(CHALLENGE): Count the lines in the items below that contain the string "reflection", matching case exactly. Reply with only the number.

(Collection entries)
>> start

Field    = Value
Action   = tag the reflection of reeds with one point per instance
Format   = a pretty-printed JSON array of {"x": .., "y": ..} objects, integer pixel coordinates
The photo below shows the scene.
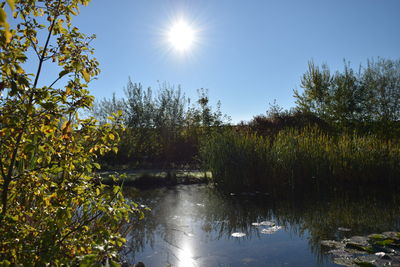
[{"x": 298, "y": 158}]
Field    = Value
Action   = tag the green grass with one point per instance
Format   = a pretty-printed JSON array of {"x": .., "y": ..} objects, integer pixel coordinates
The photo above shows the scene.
[
  {"x": 153, "y": 178},
  {"x": 297, "y": 159}
]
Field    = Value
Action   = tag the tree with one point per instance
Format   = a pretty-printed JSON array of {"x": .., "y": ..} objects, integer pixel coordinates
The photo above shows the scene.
[
  {"x": 54, "y": 209},
  {"x": 353, "y": 100}
]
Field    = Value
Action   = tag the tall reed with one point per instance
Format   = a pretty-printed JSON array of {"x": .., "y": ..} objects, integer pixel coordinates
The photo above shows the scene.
[{"x": 299, "y": 158}]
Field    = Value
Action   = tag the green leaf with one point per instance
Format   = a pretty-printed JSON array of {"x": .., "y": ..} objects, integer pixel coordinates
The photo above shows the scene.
[
  {"x": 11, "y": 4},
  {"x": 86, "y": 75},
  {"x": 114, "y": 264},
  {"x": 3, "y": 17},
  {"x": 62, "y": 73},
  {"x": 96, "y": 165}
]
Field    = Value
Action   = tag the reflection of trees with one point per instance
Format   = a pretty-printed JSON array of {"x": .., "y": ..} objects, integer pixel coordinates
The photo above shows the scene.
[{"x": 315, "y": 216}]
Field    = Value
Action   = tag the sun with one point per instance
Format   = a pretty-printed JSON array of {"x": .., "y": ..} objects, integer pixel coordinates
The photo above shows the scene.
[{"x": 181, "y": 36}]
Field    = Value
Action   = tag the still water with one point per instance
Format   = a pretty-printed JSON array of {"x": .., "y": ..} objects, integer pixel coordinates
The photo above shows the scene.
[{"x": 196, "y": 225}]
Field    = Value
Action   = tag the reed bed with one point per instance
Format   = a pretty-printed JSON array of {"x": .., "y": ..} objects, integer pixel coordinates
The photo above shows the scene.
[{"x": 298, "y": 159}]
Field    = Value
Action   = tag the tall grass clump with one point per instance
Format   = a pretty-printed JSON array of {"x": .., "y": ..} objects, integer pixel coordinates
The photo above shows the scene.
[
  {"x": 236, "y": 160},
  {"x": 298, "y": 159}
]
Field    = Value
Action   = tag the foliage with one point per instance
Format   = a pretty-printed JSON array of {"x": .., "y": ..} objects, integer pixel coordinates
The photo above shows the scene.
[
  {"x": 296, "y": 159},
  {"x": 54, "y": 210},
  {"x": 368, "y": 100},
  {"x": 162, "y": 128}
]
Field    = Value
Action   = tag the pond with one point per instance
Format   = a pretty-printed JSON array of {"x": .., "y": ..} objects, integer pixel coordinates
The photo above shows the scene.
[{"x": 196, "y": 225}]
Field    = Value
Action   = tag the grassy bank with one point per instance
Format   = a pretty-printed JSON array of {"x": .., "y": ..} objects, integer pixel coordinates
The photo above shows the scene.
[
  {"x": 298, "y": 159},
  {"x": 155, "y": 178}
]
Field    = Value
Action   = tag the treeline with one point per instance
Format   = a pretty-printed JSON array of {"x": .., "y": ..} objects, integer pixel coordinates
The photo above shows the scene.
[
  {"x": 163, "y": 128},
  {"x": 343, "y": 131},
  {"x": 366, "y": 101}
]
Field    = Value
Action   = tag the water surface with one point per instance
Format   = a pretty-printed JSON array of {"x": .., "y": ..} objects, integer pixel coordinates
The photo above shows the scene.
[{"x": 192, "y": 225}]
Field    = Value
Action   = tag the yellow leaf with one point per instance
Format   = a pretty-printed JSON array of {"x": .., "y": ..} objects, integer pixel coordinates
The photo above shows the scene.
[
  {"x": 3, "y": 17},
  {"x": 86, "y": 75},
  {"x": 11, "y": 4},
  {"x": 8, "y": 36}
]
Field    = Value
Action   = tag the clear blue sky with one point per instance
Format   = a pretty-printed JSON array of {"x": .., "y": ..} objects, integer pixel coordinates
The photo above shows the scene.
[{"x": 248, "y": 52}]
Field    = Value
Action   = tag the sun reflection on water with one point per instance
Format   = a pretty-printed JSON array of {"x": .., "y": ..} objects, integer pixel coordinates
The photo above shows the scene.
[{"x": 185, "y": 256}]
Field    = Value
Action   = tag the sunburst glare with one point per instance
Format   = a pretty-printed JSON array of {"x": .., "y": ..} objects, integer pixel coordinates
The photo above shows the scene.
[{"x": 181, "y": 36}]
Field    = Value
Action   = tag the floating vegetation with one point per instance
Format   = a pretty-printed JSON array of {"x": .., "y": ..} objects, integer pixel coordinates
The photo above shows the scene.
[
  {"x": 373, "y": 250},
  {"x": 270, "y": 230},
  {"x": 264, "y": 223},
  {"x": 238, "y": 234}
]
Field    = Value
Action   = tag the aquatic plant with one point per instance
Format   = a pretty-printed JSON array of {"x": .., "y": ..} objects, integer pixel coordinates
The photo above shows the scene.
[{"x": 299, "y": 158}]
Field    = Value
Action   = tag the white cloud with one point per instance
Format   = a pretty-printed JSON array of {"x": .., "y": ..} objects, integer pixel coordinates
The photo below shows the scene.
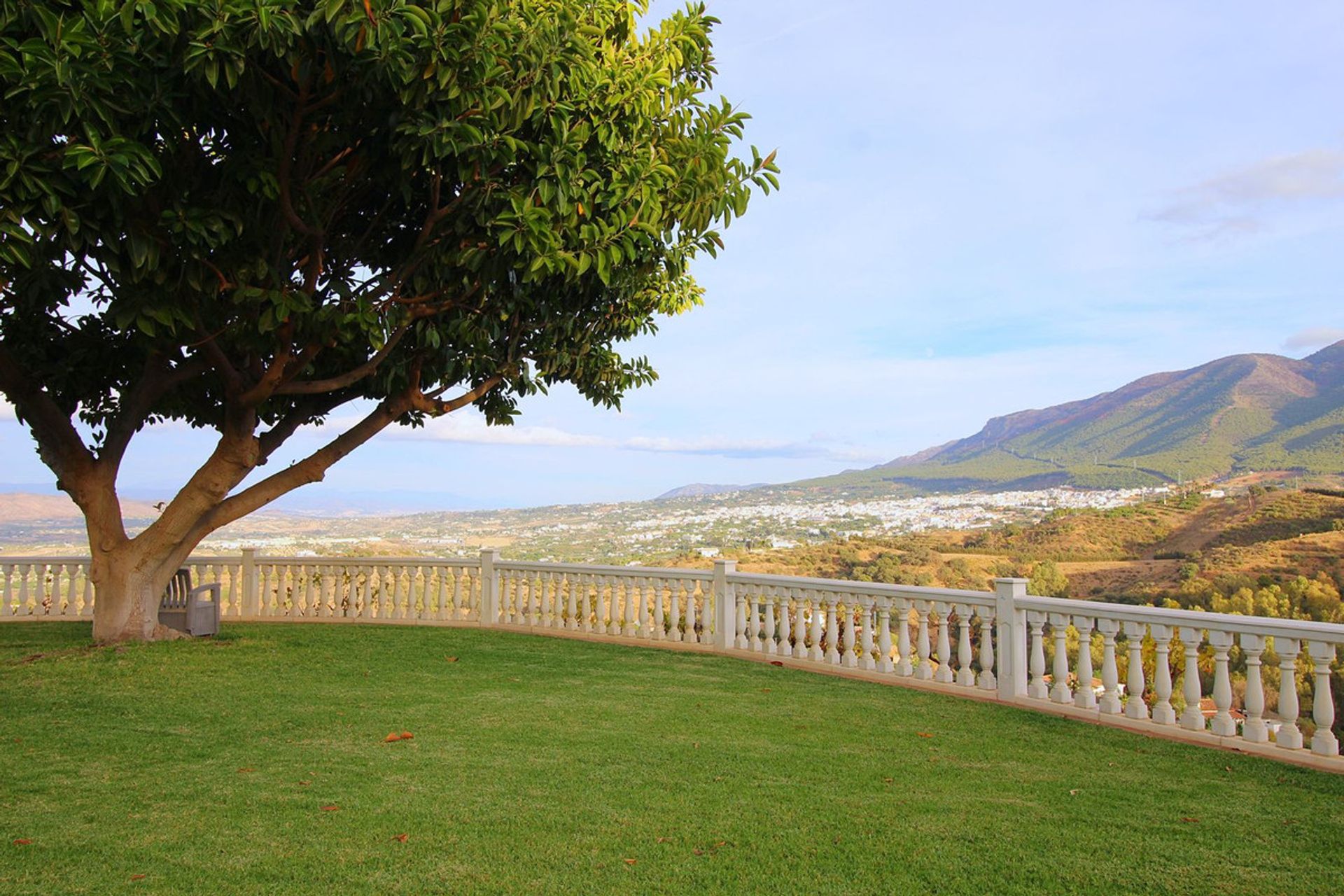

>> end

(FULL SOLUTION): 3